QUESTIONS ON THE MATERIAL
[1] Answer these from the news report on the African Union's cease-fire plan for Libya, one answer per line:
(a) Whose heads of state traveled to Tripoli with Jacob Zuma?
(b) According to NATO's leader of the operation, how many tanks did the airstrikes destroy near Misrata?
(c) How many people did the fighting in Ajdabiya on Sunday kill, according to the hospital supervisor?
[2] In one to three sentences, explain why the report on the African Union's cease-fire plan for Libya says it is unclear whether the rebels would accept the African Union as a fair broker.

SOURCE EXTRACT
TRIPOLI, Libya — A delegation of African leaders said Sunday that their Libyan counterpart, Moammar Gadhafi, accepted their "road map" for a cease-fire with rebels, whom they will meet today.
The leaders met with Gadhafi hours after NATO airstrikes battered his tanks, helping rebels push back his troops who had been attacking the eastern city of Ajdabiya.
The African Union's road map calls for an immediate cease-fire, cooperation in opening channels for humanitarian aid and starting a dialogue between the rebels and the government. AU officials, however, made no mention of any requirement for Gadhafi to pull his troops out of cities as rebels have demanded.
"We have completed our mission with the brother leader, and the brother leader's delegation has accepted the road map as presented by us," said South African President Jacob Zuma. He traveled to Tripoli with the heads of Mali and Mauritania to meet with Gadhafi.
Speaking at Gadhafi's Tripoli compound, Zuma called on NATO to end airstrikes to "give the cease-fire a chance."
Gadhafi has ignored the cease-fire he announced after international airstrikes were authorized last month, and he rejects demands from the rebels, the United States and its European allies that he relinquish power.
Gadhafi enjoys substantial support from countries of the AU, an organization that he chaired two years ago and helped transform using Libya's oil wealth. So it is not clear whether rebels would accept the AU as a fair broker.
Though the rebels have improved discipline and organization, they remain a far less powerful force than Gadhafi's troops. Members of the international community have grown doubtful that the opposition can overthrow Gadhafi even with air support.
A rebel battlefield commander said four airstrikes Sunday largely stopped heavy shelling by government forces of Ajdabiya — a critical gateway to the opposition's capital of Benghazi in the east. NATO's leader of the operation said the airstrikes destroyed 11 tanks near Ajdabiya and 14 more near Misrata, the only city rebels still hold in the western half of Libya.
NATO is operating under a U.N. resolution authorizing a no-fly zone and airstrikes to protect Libyan civilians. The commander of the NATO operation, Canadian Lt. Gen. Charles Bouchard, stressed in a statement that the point of the airstrikes was to protect civilians.
The fighting in Ajdabiya on Sunday killed 23 people, 20 of them Gadhafi forces, said Mohammed Idris, a hospital supervisor. He said 38 people were killed over the weekend.

DATA RECORDS

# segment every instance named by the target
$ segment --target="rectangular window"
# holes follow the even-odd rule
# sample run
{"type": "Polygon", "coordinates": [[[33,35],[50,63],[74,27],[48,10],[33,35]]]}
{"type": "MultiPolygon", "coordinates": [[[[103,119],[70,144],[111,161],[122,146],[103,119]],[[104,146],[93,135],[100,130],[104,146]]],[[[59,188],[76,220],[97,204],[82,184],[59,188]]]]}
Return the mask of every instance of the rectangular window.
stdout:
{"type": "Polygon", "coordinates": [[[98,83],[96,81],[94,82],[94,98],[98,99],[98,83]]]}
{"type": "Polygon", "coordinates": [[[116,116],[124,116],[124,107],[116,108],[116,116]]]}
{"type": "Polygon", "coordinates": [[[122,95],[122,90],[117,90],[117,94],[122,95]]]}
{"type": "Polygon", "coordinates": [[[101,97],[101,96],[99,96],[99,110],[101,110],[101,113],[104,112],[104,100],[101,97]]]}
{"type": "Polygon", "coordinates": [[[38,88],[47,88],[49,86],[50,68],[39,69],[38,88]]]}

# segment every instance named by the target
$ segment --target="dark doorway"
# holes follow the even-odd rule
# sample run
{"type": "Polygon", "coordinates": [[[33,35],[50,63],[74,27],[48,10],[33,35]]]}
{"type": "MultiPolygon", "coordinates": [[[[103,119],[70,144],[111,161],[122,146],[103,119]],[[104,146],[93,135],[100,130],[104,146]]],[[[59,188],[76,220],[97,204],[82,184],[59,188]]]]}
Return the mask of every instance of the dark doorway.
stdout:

TASK RESPONSES
[1]
(a) The heads of Mali and Mauritania.
(b) 14 tanks.
(c) 23 people, 20 of whom were Gadhafi forces.

[2] Gadhafi has substantial support from the African Union's member countries. He chaired the organization two years ago and helped transform it using Libya's oil wealth.